Given exercise => Find every line in the material below that contains the string "horse", and copy each of those lines.

[Stored data entries]
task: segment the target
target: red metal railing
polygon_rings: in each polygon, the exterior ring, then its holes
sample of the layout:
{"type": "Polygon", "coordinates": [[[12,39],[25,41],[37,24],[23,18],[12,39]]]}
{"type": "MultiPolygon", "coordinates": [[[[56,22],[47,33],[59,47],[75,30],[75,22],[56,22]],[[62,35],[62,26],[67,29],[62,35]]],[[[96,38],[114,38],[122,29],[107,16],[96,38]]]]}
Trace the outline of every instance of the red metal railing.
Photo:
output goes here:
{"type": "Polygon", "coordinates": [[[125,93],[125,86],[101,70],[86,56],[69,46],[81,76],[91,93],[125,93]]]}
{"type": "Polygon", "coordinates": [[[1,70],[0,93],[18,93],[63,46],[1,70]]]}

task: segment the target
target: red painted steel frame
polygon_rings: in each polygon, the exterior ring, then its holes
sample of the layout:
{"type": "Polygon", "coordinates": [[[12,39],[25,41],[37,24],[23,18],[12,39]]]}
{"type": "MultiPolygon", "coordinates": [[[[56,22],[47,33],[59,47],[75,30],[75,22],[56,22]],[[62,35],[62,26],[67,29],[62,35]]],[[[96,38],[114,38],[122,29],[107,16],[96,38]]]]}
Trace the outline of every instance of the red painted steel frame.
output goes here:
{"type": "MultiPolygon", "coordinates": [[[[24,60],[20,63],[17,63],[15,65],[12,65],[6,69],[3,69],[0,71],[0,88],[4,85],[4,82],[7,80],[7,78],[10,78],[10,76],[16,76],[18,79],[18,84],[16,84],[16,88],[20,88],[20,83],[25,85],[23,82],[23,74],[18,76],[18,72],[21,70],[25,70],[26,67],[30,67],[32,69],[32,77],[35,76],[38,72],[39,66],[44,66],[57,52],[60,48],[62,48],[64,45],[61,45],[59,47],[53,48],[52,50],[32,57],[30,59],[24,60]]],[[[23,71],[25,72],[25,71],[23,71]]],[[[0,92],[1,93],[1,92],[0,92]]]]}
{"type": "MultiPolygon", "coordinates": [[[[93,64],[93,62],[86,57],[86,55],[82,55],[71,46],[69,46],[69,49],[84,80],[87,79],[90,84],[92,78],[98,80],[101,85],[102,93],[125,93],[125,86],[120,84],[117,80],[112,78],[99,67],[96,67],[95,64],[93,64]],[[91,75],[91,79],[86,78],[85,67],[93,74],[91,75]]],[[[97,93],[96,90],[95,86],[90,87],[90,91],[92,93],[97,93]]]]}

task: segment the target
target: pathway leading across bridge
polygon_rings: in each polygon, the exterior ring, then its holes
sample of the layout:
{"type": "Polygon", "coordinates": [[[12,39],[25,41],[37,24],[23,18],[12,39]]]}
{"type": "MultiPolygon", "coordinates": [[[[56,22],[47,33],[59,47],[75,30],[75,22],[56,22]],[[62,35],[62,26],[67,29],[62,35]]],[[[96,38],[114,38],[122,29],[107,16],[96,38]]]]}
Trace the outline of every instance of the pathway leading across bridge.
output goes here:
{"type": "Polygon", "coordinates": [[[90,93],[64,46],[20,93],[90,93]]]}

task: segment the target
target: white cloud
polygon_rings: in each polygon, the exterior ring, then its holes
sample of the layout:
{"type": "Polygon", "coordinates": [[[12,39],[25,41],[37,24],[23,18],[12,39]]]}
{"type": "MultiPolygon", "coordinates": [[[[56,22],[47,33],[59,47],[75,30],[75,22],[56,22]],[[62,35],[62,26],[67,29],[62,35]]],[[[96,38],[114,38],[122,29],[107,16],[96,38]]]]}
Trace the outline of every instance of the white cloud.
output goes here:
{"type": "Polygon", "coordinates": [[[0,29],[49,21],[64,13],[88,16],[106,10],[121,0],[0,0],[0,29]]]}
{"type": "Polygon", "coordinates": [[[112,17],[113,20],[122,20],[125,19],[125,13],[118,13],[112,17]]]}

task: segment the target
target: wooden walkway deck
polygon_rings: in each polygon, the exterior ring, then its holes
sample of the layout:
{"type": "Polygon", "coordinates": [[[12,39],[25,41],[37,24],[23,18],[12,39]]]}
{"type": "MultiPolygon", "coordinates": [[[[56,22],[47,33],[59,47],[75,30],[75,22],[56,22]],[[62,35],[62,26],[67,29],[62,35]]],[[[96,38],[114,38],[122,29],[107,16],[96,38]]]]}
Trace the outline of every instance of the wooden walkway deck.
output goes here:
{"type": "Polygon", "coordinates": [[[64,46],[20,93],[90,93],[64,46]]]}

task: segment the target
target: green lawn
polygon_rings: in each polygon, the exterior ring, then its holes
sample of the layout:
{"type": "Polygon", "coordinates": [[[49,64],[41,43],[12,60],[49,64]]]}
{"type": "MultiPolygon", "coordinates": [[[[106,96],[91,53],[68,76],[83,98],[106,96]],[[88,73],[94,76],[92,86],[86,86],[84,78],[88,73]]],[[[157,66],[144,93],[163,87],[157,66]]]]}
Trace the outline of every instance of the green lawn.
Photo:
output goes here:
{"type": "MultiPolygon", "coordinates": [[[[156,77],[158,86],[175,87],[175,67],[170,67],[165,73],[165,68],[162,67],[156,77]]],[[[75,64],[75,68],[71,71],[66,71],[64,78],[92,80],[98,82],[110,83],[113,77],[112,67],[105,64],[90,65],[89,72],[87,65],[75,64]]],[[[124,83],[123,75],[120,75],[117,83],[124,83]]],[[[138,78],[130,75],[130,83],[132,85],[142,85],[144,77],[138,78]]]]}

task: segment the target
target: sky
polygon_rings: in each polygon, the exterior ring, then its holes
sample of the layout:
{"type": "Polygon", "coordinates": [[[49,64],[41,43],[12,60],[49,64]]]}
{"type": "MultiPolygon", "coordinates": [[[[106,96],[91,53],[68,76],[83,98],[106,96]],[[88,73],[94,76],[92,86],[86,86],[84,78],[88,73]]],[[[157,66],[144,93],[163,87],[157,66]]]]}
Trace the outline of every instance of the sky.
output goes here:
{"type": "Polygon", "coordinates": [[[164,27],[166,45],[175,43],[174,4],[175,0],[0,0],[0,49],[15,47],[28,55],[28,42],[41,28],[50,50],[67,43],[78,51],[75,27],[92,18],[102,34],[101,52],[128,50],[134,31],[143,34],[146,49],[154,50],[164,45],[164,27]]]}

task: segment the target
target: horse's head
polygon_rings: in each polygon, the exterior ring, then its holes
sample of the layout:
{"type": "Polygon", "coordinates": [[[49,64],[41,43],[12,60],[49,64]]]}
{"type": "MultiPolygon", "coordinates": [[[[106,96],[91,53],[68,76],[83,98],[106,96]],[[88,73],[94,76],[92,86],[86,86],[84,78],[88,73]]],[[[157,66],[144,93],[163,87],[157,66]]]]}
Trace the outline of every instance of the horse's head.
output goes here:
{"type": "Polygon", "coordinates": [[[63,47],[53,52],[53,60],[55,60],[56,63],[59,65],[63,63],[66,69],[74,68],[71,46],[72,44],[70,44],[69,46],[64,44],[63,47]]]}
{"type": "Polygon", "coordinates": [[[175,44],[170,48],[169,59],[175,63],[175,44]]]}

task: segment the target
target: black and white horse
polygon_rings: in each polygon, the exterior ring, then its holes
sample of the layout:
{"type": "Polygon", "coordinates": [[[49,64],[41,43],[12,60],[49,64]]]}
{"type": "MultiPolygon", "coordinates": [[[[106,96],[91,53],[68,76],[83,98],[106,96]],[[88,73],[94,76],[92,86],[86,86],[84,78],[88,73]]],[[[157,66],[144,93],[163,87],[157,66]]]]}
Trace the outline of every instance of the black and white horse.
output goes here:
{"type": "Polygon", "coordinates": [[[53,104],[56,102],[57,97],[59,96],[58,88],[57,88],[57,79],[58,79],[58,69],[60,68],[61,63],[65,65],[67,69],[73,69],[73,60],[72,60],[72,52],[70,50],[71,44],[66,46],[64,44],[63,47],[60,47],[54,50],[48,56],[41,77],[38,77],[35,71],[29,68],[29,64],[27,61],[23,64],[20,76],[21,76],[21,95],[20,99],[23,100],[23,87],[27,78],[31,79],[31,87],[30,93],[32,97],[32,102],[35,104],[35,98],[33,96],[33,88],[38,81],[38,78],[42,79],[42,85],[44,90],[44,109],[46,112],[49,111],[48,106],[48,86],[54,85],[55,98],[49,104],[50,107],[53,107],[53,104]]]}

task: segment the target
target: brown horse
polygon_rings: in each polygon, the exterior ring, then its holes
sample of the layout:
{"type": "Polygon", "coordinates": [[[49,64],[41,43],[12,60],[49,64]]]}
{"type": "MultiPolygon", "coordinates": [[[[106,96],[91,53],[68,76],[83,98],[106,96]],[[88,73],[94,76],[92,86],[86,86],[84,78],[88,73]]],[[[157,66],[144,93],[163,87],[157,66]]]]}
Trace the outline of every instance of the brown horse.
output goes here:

Complete response =>
target: horse's head
Trace the outline of every instance of the horse's head.
target: black and white horse
Trace the outline of every instance of the black and white horse.
target: brown horse
Trace the outline of every instance of the brown horse.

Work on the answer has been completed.